§ **Material**:
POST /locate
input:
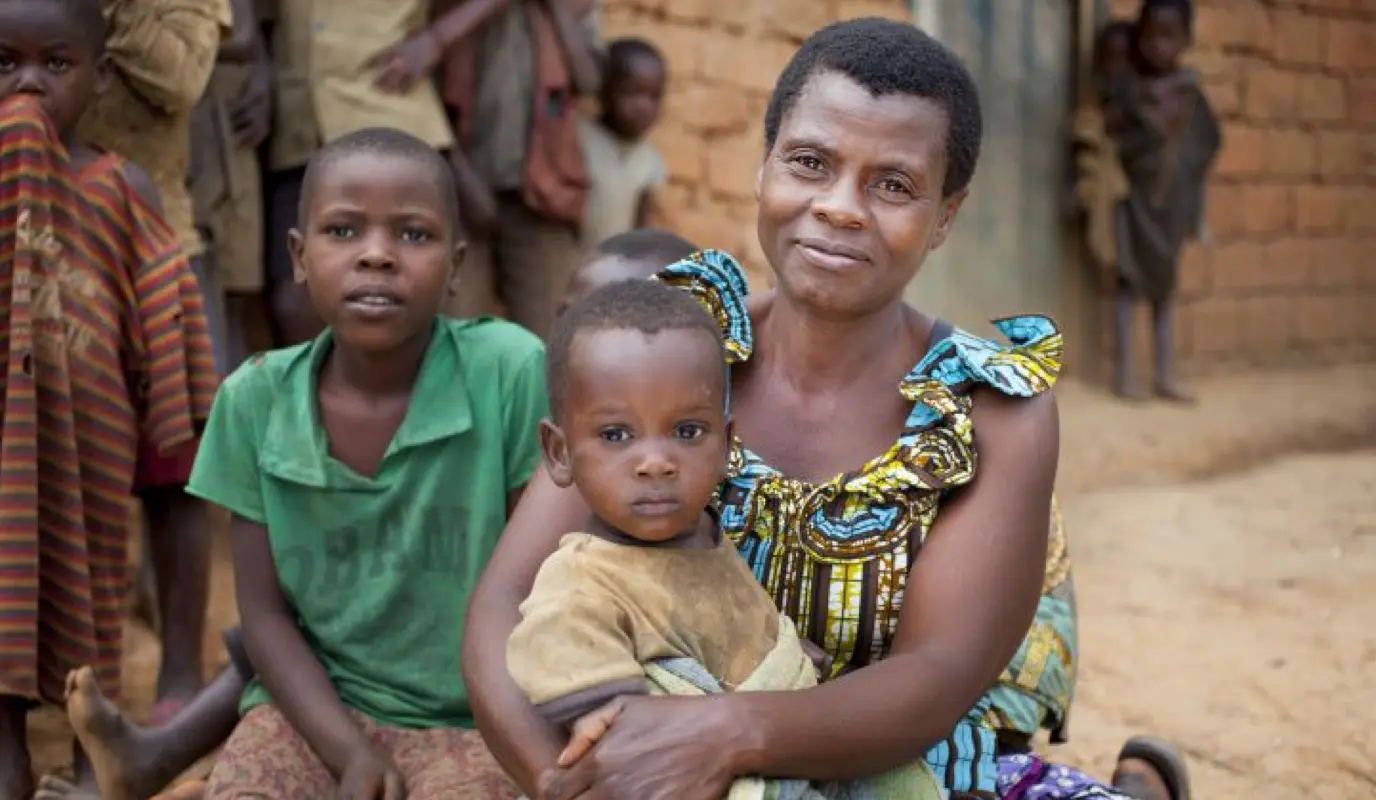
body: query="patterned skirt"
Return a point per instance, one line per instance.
(1029, 777)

§ **Stated goal**:
Rewrite the entries, changing "patterned skirt" to "printed skirt" and leaving everything else unchanged. Omit the pictures from the output.

§ **Full output**:
POST /locate
input:
body: query="printed skirt"
Return a point per instance, one line per instance.
(1029, 777)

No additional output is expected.